Exercise directions. List each line in the data below that contains the string "trunk".

Dataset items:
——————
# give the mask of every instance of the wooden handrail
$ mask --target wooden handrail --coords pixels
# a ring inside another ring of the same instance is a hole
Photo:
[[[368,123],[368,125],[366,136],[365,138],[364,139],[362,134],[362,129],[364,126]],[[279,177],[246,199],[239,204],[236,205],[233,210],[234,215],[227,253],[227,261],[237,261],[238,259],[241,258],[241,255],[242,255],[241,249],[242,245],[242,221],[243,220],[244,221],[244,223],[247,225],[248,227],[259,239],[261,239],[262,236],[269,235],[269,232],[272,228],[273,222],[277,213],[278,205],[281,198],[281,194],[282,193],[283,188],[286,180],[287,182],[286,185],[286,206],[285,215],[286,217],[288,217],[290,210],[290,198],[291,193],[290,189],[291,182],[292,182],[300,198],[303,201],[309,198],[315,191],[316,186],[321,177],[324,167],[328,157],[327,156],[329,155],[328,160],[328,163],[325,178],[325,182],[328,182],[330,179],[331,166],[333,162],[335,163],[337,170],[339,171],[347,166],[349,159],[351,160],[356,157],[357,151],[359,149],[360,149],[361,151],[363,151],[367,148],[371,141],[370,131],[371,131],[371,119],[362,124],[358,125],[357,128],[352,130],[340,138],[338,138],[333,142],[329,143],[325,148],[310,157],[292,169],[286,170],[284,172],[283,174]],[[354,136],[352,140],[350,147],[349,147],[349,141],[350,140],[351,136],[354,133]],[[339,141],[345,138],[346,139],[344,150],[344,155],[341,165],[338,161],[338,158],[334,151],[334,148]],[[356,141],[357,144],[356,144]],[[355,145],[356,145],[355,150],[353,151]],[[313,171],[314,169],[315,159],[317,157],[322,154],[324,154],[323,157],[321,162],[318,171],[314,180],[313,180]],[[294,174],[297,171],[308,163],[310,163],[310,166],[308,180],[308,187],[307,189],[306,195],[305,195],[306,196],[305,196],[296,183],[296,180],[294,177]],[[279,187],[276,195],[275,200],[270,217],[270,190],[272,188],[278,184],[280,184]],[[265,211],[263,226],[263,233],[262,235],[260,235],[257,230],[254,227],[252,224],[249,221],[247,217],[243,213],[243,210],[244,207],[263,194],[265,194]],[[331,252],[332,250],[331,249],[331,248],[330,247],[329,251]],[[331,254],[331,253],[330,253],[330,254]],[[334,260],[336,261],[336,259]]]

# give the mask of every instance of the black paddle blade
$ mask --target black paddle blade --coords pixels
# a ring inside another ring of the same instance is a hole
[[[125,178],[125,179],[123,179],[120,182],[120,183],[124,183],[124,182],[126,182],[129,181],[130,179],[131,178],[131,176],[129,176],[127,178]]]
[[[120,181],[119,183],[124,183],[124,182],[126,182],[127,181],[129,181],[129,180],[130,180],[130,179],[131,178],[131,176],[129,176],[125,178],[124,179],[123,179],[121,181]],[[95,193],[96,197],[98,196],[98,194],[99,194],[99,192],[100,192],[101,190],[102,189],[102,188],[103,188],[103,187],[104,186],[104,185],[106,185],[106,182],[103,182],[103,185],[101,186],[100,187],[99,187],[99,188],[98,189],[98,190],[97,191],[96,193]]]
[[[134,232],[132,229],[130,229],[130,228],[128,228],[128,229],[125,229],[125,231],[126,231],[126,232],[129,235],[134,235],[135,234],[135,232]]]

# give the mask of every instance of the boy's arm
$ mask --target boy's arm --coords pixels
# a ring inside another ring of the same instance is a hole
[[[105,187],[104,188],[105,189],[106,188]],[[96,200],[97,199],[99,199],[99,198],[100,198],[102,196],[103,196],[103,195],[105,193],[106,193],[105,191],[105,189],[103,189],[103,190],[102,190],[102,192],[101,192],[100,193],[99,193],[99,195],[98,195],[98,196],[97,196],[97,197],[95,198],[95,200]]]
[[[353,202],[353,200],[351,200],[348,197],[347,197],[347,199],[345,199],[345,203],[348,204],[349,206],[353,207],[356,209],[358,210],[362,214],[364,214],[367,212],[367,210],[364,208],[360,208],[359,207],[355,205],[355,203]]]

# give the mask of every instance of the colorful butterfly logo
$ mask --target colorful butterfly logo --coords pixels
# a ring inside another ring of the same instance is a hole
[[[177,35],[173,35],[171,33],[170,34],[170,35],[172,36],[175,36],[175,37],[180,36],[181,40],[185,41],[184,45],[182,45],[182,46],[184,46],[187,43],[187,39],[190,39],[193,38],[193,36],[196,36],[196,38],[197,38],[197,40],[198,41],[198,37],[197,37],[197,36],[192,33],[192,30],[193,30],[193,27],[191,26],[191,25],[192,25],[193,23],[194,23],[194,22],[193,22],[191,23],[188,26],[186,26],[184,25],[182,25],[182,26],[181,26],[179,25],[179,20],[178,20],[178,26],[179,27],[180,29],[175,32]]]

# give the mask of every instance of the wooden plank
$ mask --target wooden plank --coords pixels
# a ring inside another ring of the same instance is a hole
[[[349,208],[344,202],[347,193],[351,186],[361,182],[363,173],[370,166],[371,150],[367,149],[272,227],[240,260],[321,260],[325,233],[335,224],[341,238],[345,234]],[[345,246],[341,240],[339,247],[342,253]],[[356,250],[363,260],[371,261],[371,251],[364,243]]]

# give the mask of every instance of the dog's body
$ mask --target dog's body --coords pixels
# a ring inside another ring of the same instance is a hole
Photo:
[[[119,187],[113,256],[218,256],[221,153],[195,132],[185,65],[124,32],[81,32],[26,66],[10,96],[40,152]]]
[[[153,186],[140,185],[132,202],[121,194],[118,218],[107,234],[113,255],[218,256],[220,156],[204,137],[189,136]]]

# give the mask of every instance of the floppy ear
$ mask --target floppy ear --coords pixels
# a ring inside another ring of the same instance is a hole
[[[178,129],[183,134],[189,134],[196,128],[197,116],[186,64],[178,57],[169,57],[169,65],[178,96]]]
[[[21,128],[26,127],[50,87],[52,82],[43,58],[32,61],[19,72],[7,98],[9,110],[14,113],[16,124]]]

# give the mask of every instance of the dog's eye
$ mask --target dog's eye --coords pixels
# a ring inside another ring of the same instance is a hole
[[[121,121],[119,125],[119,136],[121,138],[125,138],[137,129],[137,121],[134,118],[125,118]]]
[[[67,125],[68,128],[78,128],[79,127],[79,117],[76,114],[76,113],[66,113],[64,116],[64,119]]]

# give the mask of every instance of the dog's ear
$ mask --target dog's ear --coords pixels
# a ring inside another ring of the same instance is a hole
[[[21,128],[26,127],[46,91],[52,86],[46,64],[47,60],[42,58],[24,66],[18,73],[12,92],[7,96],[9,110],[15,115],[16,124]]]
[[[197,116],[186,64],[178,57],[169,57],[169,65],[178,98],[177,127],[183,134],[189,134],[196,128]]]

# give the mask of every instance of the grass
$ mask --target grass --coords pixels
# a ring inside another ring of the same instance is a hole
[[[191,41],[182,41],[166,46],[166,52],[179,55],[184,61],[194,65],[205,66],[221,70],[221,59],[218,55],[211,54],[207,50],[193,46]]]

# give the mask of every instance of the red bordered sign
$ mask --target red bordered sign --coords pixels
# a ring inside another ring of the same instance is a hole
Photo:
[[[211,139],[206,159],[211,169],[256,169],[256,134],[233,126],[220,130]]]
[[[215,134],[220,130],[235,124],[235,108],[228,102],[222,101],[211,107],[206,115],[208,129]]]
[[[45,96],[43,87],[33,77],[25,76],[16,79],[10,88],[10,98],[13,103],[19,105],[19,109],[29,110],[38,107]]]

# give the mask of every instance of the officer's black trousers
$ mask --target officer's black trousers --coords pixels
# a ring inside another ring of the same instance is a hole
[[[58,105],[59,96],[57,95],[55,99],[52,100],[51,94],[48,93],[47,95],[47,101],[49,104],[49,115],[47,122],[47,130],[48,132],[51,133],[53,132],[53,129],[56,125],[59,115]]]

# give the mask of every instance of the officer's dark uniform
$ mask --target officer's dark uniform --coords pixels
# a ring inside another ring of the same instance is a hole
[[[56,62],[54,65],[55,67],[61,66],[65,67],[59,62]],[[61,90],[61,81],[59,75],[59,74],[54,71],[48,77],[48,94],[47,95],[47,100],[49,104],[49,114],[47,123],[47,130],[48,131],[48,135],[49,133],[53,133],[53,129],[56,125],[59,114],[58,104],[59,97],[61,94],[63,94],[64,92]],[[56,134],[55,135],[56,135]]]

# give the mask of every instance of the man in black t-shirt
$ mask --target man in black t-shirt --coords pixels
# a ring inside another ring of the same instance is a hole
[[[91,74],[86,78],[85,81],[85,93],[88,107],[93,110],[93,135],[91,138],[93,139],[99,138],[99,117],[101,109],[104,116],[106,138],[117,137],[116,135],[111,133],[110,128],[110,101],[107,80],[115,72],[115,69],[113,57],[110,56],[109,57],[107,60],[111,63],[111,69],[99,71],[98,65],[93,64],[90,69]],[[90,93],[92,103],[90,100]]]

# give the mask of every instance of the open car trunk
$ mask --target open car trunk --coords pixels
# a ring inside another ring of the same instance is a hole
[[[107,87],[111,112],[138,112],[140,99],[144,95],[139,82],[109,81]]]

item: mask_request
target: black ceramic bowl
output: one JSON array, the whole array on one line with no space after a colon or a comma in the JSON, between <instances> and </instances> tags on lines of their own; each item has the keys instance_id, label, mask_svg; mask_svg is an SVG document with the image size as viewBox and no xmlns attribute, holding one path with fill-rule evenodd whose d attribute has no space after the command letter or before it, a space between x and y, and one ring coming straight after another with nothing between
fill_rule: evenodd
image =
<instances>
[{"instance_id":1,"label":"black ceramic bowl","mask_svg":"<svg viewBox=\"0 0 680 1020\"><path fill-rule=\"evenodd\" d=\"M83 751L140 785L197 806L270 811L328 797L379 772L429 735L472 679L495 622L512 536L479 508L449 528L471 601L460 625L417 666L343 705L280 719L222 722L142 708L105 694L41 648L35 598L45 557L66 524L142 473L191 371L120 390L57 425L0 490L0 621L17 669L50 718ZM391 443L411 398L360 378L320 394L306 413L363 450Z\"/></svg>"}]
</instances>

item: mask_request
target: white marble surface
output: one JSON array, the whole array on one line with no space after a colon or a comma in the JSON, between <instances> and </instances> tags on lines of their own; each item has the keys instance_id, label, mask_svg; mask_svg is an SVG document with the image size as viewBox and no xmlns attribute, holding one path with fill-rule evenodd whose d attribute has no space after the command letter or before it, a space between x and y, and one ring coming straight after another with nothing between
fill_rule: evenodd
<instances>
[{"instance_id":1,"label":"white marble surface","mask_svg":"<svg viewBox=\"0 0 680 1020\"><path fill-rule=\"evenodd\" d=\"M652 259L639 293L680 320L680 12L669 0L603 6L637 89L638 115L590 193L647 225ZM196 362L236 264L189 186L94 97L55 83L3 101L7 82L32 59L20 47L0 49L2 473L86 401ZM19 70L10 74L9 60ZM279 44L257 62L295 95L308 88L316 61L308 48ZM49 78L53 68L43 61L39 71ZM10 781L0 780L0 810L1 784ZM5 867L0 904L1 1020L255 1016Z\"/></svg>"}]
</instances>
——————
Response for this exercise.
# give the mask of every instance of the open car trunk
$ mask --target open car trunk --coords pixels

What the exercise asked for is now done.